-------- Source

However, in the deep submicron range, the interconnect capacitance and resistance have become comparable to or dominate the gate capacitance and the output driver resistance and cannot be ignored during delay calculation any more. Therefore, it is apparent that for leading-edge technologies, minimum net lengths do not always yield minimum delay. Thus performance-driven methods are introduced to minimize the source-to-sink delay. The A-tree algorithm [4] and SERT [3] use the Elmore delay model, with a justification of its fidelity in [1] being provided as a basis for doing so. SERT is based on a greedy algorithm that optimizes the Elmore delay directly as the routing tree is constructed. Significant improvements over existing performance-driven routing tree constructions were demonstrated in this work. However, the area overhead of SERT is discouragingly large and for some technologies, it tends to generate star-like topologies due to its greedy nature. Lillis [14] proposed a method that is a departure from the constructive greedy heuristics. The method builds routing topologies induced by sink permutations and then maps the topologies to a routing layout. The P – Tree<sub>AT</sub> algorithm in this paper derives an area/delay tradeoff under the Elmore delay model and incorporates simultaneous wire-sizing by using dynamic programming.

### 1.2 Motivation

All of the above techniques have a common bottomline: they are based on Hanan's theory [5], which showed that if one were to draw horizontal and vertical grid lines through the source and sinks of the given signal net, there would be an minimum-length rectilinear Steiner tree whose Steiner points are all chosen from among the intersection points in the resulting grid. Thus the possible Steiner points can be chosen from a finite set, namely, the so-called Hanan grid. In [3], it was proved that only points on the Hanan grid need be considered while solving the problem of minimizing the weighted sum of critical sink delays. For the minmax problem of minimizing the maximum sink delay, it was shown in [2] that it is possible to build a better solution by considering points off the Hanan grid, but it was stated that such situations are uncommon and can be ignored. In this work we show that it is possible in cases to arrive at significantly better solutions by considering non-Hanan points during Steiner tree construction for two problems:

(a) the minmax problem, and

(b) the problem of achieving a specified delay at each sink node.

**Example 1**: We illustrate a simple example showing that a non-Hanan node is required to minimize the maximum source-sink delay during tree construction. We caution the reader not to be unduly swayed by the modest performance improvements in this simple example as our experimental results will show that it is possible to achieve more significant improvements on other larger examples.

Consider a net with a source at (0,0) and two sinks, a and b, at (3,0) and (1,4), respectively. We assume, for simplicity, a unit resistance and a unit capacitance per unit length. The driver has a source resistance of 6, and the sinks a and b have load capacitances of 1 unit and 4.5 units, respectively. The delays are calculated here under the Elmore delay model, described in Section 2.1. The variation of the delay at each sink as the Steiner point x is moved from (0,0) to (1,0) is shown in Figure 1<sup>1</sup>. The maximum sink delay for the tree is minimized at x = 0.33.

----------------

### Task set
a: From Example 1 in the routing-tree excerpt, list each quantity given a numerical value for resistance or capacitance, along with that value.
b: Answer these questions using the routing-tree excerpt:
(i) Which delay model do the A-tree algorithm and SERT use?
(ii) What is the finite set from which possible Steiner points can be chosen called?
(iii) In Example 1, at what value of x is the maximum sink delay for the tree minimized?

-------- Entries

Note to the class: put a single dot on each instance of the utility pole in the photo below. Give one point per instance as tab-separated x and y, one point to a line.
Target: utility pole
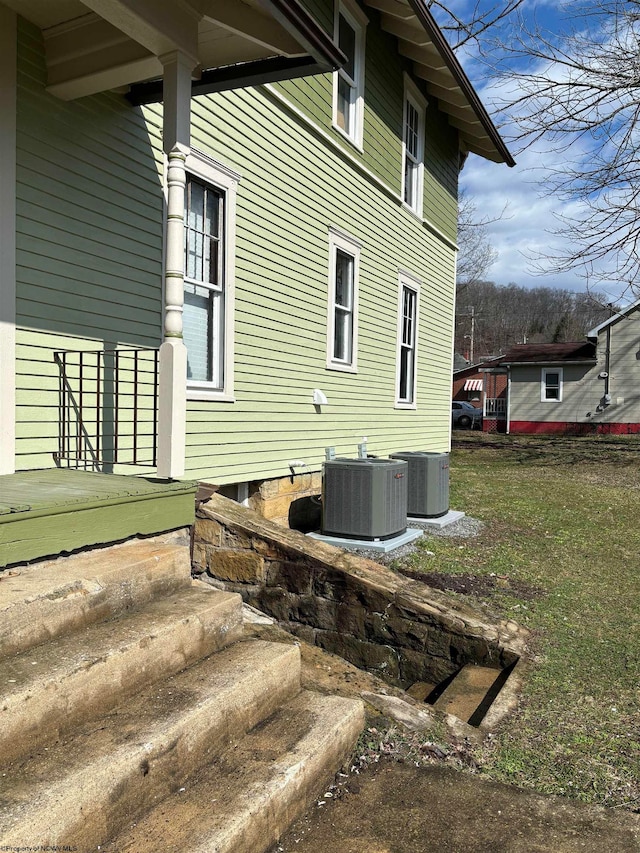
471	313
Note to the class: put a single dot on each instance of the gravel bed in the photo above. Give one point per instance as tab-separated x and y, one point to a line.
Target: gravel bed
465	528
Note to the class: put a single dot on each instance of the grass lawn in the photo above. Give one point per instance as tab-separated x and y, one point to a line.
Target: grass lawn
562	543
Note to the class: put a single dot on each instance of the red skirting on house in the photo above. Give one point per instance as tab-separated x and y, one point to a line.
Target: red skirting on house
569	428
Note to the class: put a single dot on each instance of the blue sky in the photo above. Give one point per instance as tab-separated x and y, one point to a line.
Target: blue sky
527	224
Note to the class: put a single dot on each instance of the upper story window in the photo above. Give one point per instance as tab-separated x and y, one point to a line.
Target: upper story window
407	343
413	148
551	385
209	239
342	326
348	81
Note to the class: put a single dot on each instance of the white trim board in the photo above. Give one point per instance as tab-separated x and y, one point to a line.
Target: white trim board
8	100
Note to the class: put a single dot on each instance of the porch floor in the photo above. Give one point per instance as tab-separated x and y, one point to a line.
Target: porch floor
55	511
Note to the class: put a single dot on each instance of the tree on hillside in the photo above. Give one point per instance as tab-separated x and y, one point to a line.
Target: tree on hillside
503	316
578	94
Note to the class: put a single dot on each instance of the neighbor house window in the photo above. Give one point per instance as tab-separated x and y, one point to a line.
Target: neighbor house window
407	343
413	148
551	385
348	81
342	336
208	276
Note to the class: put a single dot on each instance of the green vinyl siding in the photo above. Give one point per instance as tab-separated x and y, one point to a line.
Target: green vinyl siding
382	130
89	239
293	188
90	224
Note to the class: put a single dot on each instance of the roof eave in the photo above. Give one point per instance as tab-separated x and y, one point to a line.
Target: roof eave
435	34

----------------

### Results of the tasks
a:
- Resistance per unit length: 1
- Capacitance per unit length: 1
- Driver source resistance: 6
- Load capacitance of sink a: 1 unit
- Load capacitance of sink b: 4.5 units

b:
(i) The Elmore delay model.
(ii) The Hanan grid.
(iii) x = 0.33.